- TASK DESCRIPTION
Copy whichever lines of the data hold the word "twig".

STUDY MATERIAL Start Marker

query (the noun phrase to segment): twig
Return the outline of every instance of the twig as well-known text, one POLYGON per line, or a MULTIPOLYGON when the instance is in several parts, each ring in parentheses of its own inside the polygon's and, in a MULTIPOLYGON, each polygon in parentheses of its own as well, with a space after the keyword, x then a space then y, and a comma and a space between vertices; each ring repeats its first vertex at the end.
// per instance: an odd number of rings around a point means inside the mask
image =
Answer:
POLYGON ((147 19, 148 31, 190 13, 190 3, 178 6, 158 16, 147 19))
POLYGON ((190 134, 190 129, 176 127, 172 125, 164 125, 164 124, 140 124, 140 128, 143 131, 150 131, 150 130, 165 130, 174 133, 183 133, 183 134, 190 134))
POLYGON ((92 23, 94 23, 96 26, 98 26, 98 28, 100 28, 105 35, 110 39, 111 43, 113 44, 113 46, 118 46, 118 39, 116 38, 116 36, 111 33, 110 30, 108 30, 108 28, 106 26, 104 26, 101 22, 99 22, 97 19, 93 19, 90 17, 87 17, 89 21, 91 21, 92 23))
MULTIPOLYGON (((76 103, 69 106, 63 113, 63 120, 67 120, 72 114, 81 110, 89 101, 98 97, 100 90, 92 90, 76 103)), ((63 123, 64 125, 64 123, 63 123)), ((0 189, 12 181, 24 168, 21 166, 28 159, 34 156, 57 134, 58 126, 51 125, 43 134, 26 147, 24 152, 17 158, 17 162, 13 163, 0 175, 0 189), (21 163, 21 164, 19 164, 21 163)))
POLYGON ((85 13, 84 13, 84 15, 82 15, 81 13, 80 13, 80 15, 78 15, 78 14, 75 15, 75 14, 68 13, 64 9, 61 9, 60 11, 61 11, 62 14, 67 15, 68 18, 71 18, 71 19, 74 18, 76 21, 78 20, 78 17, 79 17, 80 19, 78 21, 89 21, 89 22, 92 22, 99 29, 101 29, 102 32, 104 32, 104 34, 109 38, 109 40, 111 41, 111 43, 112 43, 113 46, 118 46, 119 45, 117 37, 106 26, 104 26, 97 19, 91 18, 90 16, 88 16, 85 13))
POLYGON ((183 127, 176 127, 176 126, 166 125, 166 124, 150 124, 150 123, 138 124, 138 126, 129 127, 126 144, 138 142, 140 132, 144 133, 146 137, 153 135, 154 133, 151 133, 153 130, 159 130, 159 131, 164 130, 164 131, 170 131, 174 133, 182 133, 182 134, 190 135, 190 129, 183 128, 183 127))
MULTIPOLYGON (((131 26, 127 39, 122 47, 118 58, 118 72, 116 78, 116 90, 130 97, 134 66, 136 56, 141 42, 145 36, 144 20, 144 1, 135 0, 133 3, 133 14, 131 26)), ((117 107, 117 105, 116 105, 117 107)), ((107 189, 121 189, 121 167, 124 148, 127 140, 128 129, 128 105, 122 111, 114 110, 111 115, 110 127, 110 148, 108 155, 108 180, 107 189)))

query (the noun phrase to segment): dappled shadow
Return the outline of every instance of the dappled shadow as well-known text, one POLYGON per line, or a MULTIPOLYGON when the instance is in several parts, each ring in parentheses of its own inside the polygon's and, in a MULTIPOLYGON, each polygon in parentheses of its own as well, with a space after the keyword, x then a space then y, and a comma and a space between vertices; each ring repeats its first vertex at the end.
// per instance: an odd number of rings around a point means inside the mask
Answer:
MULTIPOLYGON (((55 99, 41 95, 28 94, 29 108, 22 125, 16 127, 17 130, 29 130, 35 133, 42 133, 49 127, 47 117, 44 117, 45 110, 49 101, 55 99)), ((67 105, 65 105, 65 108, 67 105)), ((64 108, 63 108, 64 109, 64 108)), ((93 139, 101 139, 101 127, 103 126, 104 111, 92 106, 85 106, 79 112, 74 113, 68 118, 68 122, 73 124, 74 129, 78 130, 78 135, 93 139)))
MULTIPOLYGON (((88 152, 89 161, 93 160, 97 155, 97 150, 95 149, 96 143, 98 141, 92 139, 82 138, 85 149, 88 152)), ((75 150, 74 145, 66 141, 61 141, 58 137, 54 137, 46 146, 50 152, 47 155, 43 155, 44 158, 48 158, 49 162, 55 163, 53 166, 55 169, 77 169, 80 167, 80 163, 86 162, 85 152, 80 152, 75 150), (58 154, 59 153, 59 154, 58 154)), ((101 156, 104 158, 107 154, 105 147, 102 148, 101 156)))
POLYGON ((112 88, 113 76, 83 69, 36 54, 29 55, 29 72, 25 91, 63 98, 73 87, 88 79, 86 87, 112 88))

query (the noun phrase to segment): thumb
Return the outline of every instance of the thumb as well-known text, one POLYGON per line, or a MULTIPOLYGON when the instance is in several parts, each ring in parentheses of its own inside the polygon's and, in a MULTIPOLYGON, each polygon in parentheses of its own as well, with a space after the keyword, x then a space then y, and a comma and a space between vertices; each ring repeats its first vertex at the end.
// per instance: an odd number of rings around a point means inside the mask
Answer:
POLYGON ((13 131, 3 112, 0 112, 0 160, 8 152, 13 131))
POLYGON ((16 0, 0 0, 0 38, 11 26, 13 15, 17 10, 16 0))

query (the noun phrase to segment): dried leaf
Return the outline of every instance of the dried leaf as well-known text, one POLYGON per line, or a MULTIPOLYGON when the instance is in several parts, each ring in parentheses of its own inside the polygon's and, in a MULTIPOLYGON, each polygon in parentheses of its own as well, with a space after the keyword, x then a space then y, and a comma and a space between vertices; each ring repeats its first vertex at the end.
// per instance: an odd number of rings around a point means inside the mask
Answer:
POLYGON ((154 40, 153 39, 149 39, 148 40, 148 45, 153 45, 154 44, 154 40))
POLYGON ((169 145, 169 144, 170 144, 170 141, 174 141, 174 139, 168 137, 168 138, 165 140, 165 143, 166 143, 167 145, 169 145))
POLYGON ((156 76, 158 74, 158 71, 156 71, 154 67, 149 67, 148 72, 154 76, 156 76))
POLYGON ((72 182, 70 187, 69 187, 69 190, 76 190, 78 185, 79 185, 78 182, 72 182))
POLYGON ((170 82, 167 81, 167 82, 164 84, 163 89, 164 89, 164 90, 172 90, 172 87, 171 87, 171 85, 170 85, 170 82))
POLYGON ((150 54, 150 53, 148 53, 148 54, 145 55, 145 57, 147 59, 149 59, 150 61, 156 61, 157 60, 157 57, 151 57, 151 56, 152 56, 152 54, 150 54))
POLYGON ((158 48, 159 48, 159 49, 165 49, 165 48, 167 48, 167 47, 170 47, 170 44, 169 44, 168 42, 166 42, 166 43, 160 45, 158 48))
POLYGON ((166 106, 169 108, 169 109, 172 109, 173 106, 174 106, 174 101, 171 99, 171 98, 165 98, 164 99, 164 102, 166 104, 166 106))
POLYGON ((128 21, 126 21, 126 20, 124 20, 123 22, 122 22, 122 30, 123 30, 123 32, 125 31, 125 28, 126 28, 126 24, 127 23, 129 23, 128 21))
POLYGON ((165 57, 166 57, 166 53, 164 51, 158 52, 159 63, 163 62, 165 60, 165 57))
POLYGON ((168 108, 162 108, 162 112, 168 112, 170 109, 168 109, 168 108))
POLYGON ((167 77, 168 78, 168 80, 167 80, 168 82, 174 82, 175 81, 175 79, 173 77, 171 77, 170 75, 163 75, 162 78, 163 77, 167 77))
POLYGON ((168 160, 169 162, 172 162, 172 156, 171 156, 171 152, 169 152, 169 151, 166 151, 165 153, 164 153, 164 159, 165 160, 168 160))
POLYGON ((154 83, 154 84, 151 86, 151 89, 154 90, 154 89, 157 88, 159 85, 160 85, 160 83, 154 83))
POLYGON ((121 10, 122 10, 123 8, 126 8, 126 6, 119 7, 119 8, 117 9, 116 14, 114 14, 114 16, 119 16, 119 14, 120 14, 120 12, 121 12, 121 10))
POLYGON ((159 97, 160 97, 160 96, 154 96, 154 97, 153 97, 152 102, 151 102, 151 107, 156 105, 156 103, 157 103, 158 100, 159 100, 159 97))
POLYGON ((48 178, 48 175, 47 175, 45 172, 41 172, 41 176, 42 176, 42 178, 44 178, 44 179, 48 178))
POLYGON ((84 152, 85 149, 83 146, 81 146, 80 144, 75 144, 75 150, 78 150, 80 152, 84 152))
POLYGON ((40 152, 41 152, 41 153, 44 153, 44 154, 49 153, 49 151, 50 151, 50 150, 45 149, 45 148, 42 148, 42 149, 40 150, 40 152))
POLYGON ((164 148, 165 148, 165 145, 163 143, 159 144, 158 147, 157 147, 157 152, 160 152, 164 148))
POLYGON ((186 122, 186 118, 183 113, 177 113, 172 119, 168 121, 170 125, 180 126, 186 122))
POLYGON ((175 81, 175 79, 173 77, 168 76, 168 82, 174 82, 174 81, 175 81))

STUDY MATERIAL End Marker

- YOUR SOLUTION
query (the noun phrase to segment): twig
Return the outline of every instance of the twig as well-known text, one POLYGON per line, or a MULTIPOLYGON when the instance is in several parts, each ring in parentheses of its own inside the polygon's and, in a MULTIPOLYGON, each polygon in parentheses of its own as well, with a space after the keyword, x then a space then y, and a comma and a space between vertices; each ring repeats its first vertex at the end.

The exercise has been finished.